Count the lines in the listing below that contain the string "hand", and give only that number.

[Entries taken from a collection]
☆ ☆ ☆ ☆ ☆ ☆ ☆

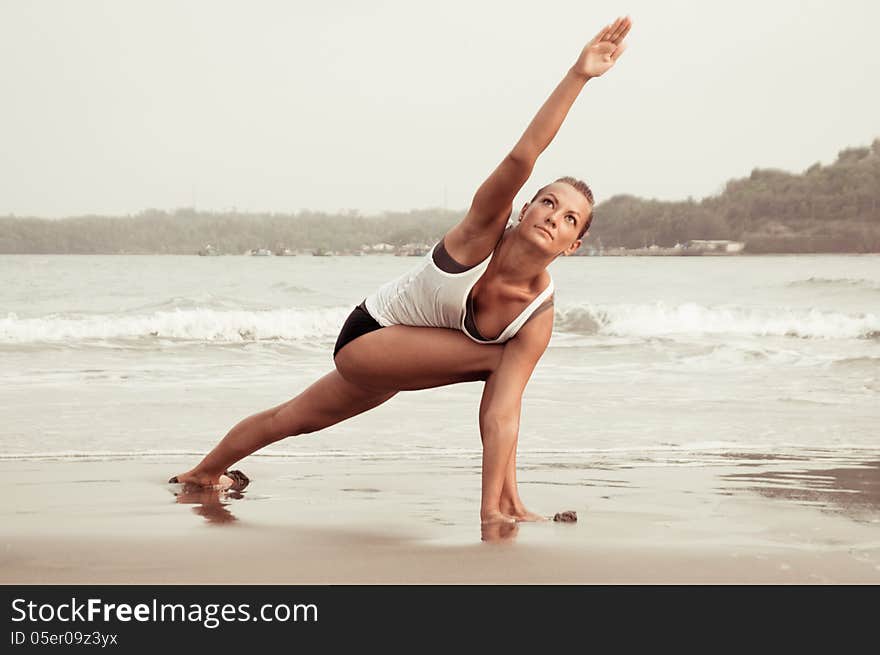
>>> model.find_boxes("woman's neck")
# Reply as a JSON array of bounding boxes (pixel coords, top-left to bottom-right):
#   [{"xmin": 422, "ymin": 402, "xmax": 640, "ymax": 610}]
[{"xmin": 486, "ymin": 226, "xmax": 555, "ymax": 290}]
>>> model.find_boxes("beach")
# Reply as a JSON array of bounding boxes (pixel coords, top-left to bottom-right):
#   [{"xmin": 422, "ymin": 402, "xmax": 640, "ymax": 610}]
[
  {"xmin": 0, "ymin": 256, "xmax": 880, "ymax": 585},
  {"xmin": 0, "ymin": 452, "xmax": 880, "ymax": 585}
]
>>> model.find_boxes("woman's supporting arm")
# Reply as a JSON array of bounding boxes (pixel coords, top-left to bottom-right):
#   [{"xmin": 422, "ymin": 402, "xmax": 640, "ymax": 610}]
[{"xmin": 480, "ymin": 312, "xmax": 553, "ymax": 521}]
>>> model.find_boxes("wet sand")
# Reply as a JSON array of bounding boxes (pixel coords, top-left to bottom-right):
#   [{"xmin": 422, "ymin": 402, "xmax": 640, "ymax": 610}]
[{"xmin": 0, "ymin": 451, "xmax": 880, "ymax": 584}]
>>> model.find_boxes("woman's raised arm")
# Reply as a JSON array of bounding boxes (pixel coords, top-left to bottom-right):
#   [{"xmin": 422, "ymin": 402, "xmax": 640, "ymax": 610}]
[{"xmin": 456, "ymin": 17, "xmax": 632, "ymax": 251}]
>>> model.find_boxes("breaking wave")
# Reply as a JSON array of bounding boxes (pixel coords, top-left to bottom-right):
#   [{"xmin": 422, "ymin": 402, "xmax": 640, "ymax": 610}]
[
  {"xmin": 0, "ymin": 302, "xmax": 880, "ymax": 344},
  {"xmin": 555, "ymin": 302, "xmax": 880, "ymax": 339}
]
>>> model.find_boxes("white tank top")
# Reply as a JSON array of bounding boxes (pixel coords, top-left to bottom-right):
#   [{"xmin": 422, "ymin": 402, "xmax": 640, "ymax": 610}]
[{"xmin": 365, "ymin": 238, "xmax": 554, "ymax": 343}]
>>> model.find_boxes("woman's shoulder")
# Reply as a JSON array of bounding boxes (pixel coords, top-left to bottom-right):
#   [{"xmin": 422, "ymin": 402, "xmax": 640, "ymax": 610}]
[{"xmin": 443, "ymin": 221, "xmax": 512, "ymax": 267}]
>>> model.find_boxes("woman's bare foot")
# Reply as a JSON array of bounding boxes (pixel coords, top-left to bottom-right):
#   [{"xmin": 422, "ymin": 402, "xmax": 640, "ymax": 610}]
[
  {"xmin": 168, "ymin": 469, "xmax": 250, "ymax": 491},
  {"xmin": 480, "ymin": 509, "xmax": 516, "ymax": 525},
  {"xmin": 501, "ymin": 502, "xmax": 548, "ymax": 523}
]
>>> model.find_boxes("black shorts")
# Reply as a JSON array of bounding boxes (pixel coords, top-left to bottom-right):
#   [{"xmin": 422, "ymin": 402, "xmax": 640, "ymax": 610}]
[{"xmin": 333, "ymin": 298, "xmax": 382, "ymax": 359}]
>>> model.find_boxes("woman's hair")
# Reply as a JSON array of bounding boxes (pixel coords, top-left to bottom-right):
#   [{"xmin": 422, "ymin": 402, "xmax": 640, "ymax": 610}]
[{"xmin": 531, "ymin": 175, "xmax": 594, "ymax": 239}]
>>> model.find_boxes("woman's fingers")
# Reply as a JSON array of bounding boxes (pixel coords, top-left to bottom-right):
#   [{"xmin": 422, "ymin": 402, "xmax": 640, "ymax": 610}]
[
  {"xmin": 608, "ymin": 16, "xmax": 632, "ymax": 43},
  {"xmin": 602, "ymin": 18, "xmax": 621, "ymax": 41}
]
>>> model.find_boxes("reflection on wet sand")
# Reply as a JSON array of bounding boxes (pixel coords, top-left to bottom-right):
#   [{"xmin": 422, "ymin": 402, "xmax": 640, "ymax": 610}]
[
  {"xmin": 480, "ymin": 523, "xmax": 519, "ymax": 544},
  {"xmin": 722, "ymin": 461, "xmax": 880, "ymax": 522},
  {"xmin": 174, "ymin": 484, "xmax": 244, "ymax": 525}
]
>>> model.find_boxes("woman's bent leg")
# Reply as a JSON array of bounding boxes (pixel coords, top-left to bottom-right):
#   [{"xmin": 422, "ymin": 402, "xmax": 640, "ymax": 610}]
[{"xmin": 177, "ymin": 326, "xmax": 503, "ymax": 485}]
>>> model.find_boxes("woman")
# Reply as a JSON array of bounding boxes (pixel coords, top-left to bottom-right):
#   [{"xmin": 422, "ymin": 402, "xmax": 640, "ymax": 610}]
[{"xmin": 170, "ymin": 17, "xmax": 632, "ymax": 523}]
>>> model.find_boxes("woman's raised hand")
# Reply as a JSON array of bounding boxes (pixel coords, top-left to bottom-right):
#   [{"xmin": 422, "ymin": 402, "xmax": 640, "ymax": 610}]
[{"xmin": 572, "ymin": 16, "xmax": 632, "ymax": 77}]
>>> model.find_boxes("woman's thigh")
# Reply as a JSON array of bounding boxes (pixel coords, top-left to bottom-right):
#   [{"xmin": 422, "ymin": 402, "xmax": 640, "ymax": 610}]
[{"xmin": 335, "ymin": 325, "xmax": 504, "ymax": 391}]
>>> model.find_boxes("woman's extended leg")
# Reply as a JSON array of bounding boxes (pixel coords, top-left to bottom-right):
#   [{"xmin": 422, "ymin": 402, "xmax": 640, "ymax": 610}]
[{"xmin": 176, "ymin": 325, "xmax": 504, "ymax": 486}]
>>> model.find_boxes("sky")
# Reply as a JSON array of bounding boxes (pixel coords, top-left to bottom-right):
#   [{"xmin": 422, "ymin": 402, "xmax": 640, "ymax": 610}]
[{"xmin": 0, "ymin": 0, "xmax": 880, "ymax": 217}]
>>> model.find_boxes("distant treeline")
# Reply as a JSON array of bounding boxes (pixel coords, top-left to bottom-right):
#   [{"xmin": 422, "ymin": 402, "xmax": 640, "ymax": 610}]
[{"xmin": 0, "ymin": 139, "xmax": 880, "ymax": 254}]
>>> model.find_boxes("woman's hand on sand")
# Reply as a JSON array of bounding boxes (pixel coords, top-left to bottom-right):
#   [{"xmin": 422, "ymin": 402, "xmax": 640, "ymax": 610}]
[{"xmin": 572, "ymin": 16, "xmax": 632, "ymax": 77}]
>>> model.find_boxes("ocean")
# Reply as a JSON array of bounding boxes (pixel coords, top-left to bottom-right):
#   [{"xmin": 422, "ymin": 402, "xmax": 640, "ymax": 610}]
[{"xmin": 0, "ymin": 255, "xmax": 880, "ymax": 466}]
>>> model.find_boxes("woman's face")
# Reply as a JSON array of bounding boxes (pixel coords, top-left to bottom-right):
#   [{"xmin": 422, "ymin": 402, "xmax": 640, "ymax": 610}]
[{"xmin": 518, "ymin": 182, "xmax": 592, "ymax": 257}]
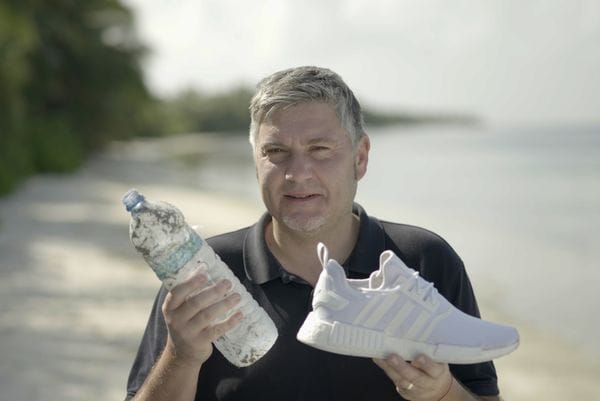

☆ ☆ ☆ ☆ ☆ ☆ ☆

→ The response: 2